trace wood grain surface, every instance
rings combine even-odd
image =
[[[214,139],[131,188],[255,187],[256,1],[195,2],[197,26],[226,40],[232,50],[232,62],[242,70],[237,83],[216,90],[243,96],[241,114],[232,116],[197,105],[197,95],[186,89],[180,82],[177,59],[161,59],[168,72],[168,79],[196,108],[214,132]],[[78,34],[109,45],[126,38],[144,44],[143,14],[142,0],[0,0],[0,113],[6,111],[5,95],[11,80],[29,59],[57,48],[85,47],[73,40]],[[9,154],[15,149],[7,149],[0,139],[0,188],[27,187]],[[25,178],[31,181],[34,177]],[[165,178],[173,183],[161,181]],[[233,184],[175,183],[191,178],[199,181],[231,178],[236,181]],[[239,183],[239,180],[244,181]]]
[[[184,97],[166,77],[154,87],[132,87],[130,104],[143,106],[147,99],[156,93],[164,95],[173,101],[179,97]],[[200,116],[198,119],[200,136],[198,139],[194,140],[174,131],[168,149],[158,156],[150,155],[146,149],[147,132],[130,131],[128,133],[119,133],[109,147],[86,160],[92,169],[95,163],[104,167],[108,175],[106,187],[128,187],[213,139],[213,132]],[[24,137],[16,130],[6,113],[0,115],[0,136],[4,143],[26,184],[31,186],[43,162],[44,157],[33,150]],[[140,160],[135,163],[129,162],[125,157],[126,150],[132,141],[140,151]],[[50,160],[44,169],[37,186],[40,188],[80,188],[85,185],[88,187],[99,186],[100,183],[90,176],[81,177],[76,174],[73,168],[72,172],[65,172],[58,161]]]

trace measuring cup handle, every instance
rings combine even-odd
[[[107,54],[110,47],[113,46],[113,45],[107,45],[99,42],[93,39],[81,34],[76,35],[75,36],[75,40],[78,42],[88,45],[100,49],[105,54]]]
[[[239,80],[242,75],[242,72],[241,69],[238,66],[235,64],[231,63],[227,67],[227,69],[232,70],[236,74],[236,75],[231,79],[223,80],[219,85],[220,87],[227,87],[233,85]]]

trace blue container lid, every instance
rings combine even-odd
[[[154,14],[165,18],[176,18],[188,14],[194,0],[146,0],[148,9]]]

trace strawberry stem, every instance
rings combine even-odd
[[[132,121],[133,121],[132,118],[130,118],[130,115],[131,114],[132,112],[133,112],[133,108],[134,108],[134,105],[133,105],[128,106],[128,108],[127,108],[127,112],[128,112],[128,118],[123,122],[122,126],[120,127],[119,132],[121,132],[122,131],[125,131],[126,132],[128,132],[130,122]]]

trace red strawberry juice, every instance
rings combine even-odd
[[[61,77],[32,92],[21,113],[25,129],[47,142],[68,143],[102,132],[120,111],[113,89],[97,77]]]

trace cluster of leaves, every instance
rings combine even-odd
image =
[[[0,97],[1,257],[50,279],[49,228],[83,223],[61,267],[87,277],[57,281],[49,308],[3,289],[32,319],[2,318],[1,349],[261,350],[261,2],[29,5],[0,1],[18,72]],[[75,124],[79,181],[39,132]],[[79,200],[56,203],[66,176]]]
::::::::
What to do:
Please substitute "all instances" for "every instance" wherever it appears in the rows above, and give the rows again with no other change.

Complete answer:
trace wood grain surface, all instances
rings combine even-odd
image =
[[[214,139],[131,188],[255,187],[256,1],[195,2],[197,26],[226,40],[232,50],[232,62],[242,70],[237,83],[216,90],[243,96],[241,114],[232,116],[197,105],[197,95],[186,89],[180,82],[177,59],[161,59],[168,72],[168,79],[196,108],[214,132]],[[78,34],[109,45],[126,38],[144,44],[143,14],[142,0],[0,0],[0,113],[6,111],[5,95],[11,80],[29,59],[57,48],[85,47],[73,40]],[[9,154],[15,149],[7,149],[0,139],[0,188],[27,187]],[[25,178],[31,181],[34,177]],[[165,178],[173,183],[161,181]],[[233,184],[175,183],[191,178],[199,181],[231,178],[236,181]],[[239,183],[239,180],[244,181]]]
[[[184,97],[166,77],[154,87],[132,87],[130,104],[143,106],[147,99],[156,93],[164,95],[173,101],[179,97]],[[200,116],[198,119],[200,136],[198,139],[194,140],[174,131],[168,149],[158,156],[150,155],[146,149],[147,132],[130,131],[128,133],[119,133],[109,147],[86,160],[92,169],[95,163],[104,167],[108,175],[106,187],[128,187],[213,139],[213,132]],[[24,137],[16,130],[6,113],[0,115],[0,136],[4,143],[26,184],[31,186],[43,162],[44,157],[33,150]],[[140,160],[135,163],[129,162],[125,157],[126,150],[132,141],[140,151]],[[50,160],[44,169],[37,186],[40,188],[80,188],[85,185],[88,187],[99,186],[100,183],[90,176],[81,177],[76,174],[73,168],[72,172],[65,172],[58,161]]]

trace measuring cup handle, all instances
rings combine even-odd
[[[107,54],[110,47],[113,46],[113,45],[107,45],[99,42],[93,39],[81,34],[76,35],[75,36],[75,40],[78,42],[88,45],[100,49],[105,54]]]
[[[239,80],[242,75],[242,72],[241,69],[238,66],[235,64],[231,63],[227,67],[227,69],[232,70],[236,74],[236,75],[231,79],[223,80],[219,85],[220,87],[227,87],[233,85]]]

trace blue container lid, all instances
rings combine even-odd
[[[154,14],[165,18],[176,18],[188,14],[194,0],[146,0],[148,9]]]

trace strawberry stem, all instances
rings combine even-odd
[[[132,121],[133,121],[132,118],[130,118],[130,115],[131,114],[132,112],[133,112],[133,108],[134,108],[134,105],[133,105],[128,106],[128,108],[127,108],[127,112],[128,112],[128,118],[123,122],[122,126],[120,127],[119,132],[121,132],[122,131],[125,131],[126,132],[128,132],[130,122]]]

trace red strawberry juice, all instances
rings combine even-odd
[[[61,77],[32,92],[21,113],[25,129],[47,142],[68,143],[102,132],[120,111],[113,89],[97,77]]]

trace cluster of leaves, all instances
rings combine even-odd
image =
[[[0,97],[1,257],[50,279],[49,228],[83,223],[61,267],[87,277],[57,281],[49,308],[3,289],[32,319],[2,318],[1,349],[261,350],[261,2],[29,5],[0,1],[18,72]],[[75,124],[79,181],[39,132]],[[79,200],[56,203],[66,176]]]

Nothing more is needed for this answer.